### [Task prompt]
Note how many lines in the entries below contain the string "palm", and answer with that number and no other text.

----------

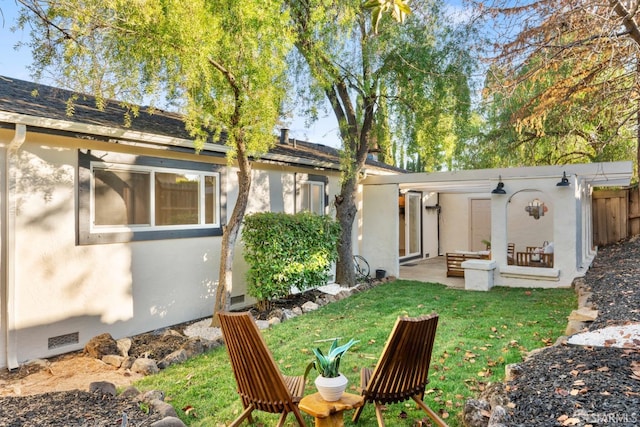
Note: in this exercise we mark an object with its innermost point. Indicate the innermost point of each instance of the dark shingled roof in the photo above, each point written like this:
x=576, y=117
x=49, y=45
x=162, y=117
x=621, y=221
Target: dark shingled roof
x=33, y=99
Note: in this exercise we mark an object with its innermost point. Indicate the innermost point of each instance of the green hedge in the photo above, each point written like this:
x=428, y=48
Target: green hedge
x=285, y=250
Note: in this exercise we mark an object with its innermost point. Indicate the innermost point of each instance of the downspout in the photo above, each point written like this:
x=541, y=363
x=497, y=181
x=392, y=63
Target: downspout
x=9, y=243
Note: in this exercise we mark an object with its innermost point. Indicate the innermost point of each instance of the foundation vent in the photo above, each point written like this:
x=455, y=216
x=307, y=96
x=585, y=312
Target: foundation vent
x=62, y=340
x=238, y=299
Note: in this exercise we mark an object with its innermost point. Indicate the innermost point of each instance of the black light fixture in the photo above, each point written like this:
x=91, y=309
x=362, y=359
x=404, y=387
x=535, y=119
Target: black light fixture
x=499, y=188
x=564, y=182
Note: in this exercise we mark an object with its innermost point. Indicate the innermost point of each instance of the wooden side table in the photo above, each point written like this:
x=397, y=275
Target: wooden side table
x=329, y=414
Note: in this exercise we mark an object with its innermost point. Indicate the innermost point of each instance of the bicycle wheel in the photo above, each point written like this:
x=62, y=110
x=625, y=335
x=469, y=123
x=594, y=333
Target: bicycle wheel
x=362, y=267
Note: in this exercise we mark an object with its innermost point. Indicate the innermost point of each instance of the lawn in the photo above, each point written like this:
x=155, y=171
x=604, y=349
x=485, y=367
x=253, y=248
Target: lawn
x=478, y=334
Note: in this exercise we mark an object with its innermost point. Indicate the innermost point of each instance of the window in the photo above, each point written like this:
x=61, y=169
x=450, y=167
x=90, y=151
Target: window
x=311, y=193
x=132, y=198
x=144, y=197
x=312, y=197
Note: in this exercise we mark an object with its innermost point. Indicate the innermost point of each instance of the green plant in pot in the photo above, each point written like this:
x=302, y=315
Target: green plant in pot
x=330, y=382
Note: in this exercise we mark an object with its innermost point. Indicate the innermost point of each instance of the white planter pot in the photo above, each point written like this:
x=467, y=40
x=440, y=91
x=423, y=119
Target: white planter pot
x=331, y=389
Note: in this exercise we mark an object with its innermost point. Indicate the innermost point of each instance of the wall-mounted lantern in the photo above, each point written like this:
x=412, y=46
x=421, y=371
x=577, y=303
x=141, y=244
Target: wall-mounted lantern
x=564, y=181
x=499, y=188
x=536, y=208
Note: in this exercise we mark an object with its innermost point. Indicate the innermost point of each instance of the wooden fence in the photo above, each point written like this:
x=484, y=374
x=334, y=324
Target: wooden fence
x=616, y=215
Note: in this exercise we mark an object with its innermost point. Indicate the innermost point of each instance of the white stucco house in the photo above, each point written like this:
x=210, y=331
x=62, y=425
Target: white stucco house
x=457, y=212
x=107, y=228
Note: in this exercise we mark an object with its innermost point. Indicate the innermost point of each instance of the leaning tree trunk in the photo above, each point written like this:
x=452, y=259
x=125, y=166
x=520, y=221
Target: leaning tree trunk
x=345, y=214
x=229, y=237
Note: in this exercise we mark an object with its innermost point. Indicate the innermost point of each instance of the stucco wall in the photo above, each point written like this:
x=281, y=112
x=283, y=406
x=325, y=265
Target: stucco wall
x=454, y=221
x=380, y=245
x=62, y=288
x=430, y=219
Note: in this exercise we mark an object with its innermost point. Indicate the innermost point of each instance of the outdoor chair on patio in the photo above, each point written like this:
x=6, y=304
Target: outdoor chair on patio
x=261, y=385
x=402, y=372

----------

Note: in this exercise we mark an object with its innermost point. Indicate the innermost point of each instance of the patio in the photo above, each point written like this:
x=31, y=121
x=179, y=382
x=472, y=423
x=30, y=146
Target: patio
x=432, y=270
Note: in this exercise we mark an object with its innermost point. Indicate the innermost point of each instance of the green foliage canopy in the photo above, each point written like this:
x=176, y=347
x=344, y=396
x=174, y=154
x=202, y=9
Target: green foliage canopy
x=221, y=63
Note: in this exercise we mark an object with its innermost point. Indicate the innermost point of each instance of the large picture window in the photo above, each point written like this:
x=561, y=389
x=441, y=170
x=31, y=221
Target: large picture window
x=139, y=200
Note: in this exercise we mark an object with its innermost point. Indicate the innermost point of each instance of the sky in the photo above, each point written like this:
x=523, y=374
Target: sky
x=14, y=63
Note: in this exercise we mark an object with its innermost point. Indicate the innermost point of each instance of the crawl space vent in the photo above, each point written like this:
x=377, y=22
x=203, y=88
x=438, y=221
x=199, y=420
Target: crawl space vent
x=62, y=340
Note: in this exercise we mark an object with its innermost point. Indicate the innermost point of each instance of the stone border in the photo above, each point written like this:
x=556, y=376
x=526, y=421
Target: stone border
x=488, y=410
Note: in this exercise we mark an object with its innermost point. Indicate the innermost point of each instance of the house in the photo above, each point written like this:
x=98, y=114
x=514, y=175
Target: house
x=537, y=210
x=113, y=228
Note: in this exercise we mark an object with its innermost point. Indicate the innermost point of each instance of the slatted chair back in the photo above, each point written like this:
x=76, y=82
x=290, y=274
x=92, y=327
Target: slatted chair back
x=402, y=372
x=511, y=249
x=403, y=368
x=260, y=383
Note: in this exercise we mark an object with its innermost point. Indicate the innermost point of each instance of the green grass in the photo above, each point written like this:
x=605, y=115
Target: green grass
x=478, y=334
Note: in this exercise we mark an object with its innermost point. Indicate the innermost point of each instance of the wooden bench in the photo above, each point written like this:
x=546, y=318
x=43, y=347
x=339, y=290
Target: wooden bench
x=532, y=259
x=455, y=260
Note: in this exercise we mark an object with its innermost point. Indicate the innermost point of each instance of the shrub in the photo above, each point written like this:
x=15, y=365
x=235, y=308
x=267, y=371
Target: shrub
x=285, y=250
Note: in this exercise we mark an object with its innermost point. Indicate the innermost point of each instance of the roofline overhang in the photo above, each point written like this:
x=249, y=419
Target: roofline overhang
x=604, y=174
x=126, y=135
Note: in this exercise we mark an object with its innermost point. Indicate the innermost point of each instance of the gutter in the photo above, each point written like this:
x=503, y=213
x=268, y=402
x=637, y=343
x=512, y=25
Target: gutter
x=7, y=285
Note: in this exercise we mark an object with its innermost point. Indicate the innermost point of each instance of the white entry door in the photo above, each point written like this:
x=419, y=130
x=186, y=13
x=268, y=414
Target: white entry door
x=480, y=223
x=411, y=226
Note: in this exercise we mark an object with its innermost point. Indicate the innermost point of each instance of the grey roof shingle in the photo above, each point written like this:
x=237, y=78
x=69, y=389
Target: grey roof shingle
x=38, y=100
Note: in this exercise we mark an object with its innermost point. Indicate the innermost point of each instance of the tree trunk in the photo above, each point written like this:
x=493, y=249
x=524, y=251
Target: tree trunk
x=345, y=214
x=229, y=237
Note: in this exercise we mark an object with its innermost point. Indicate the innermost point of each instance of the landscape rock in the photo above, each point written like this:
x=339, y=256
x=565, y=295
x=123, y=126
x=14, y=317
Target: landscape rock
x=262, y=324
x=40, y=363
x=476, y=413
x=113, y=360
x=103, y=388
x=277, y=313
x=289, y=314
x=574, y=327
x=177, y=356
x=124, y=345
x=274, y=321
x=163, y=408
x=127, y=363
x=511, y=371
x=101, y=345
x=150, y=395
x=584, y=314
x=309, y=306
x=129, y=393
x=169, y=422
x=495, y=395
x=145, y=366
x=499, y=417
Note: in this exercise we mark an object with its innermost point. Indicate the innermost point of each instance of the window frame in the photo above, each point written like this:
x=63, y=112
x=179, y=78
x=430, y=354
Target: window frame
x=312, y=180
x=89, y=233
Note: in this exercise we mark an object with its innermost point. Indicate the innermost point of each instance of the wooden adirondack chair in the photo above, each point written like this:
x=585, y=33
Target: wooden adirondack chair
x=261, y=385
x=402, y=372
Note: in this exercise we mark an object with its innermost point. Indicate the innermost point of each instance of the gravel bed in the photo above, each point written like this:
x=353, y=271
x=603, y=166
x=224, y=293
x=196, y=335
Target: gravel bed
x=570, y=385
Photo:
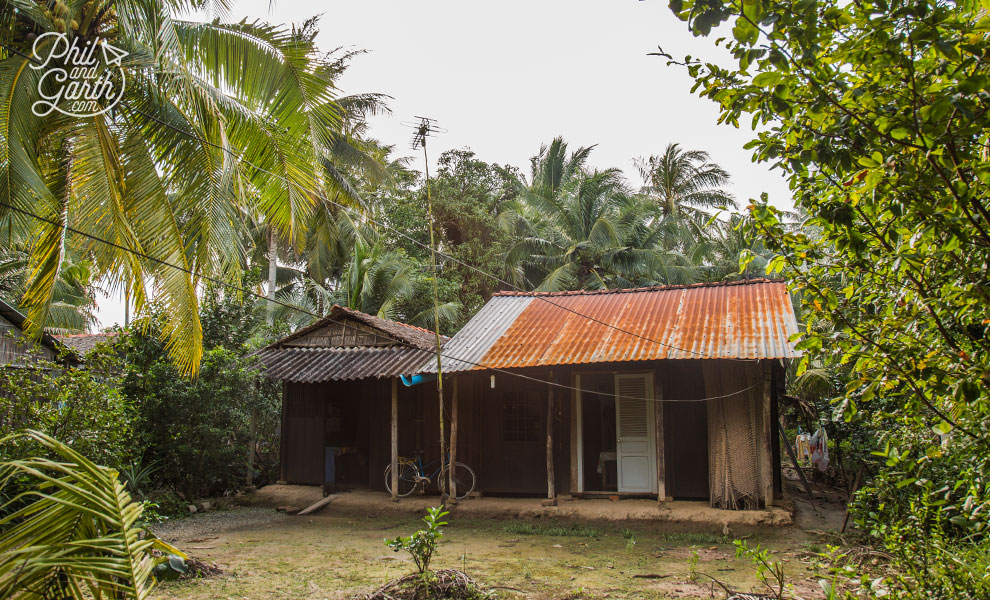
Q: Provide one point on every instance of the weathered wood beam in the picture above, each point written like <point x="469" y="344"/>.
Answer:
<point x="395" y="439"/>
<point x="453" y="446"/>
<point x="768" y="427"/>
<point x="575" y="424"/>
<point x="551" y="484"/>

----------

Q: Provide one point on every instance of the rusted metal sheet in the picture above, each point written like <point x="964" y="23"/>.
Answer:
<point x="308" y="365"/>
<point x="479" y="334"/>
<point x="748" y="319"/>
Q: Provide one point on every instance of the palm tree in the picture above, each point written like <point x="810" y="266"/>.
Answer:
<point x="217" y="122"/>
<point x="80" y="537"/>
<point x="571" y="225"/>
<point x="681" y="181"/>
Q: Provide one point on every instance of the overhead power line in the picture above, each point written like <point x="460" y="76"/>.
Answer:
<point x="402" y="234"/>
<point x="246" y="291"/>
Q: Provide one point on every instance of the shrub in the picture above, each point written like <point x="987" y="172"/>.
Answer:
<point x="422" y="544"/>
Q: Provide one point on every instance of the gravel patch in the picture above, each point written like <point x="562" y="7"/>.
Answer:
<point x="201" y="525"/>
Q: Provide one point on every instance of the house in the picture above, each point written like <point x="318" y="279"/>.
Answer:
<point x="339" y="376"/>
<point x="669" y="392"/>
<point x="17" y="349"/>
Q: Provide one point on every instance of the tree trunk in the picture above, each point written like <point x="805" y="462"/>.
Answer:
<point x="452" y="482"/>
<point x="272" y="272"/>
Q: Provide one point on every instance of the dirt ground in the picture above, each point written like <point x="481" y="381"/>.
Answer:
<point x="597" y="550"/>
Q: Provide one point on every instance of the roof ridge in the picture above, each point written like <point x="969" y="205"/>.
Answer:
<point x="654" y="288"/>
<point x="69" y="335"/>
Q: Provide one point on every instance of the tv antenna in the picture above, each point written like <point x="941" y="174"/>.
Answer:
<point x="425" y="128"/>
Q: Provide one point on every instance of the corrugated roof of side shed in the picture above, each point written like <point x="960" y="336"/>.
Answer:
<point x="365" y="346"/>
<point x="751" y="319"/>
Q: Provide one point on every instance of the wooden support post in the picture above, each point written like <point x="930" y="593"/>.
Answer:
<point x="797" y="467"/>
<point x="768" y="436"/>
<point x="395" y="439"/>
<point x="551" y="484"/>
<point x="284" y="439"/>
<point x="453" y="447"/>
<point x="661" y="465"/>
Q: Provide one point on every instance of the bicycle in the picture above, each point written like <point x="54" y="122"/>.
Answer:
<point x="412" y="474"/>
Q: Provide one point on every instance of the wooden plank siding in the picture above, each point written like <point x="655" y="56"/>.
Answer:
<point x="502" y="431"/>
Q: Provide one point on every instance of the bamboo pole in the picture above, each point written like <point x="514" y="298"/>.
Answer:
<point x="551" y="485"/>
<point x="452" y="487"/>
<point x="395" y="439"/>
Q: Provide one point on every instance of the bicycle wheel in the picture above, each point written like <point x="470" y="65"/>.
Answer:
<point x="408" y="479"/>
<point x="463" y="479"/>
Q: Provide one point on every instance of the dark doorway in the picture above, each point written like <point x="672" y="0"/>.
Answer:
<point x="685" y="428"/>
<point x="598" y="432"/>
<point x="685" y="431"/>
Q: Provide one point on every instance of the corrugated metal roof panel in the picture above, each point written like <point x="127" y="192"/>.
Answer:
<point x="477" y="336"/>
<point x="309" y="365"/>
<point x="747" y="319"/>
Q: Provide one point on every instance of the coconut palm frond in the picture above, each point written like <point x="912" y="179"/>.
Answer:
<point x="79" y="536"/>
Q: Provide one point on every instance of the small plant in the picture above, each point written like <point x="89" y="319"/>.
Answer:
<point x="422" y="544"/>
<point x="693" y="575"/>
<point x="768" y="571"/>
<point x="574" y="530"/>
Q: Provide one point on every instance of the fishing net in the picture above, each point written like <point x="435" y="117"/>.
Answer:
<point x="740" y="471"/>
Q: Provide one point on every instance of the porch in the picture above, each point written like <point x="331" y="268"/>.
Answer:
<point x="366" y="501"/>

----------

### [Written answer]
2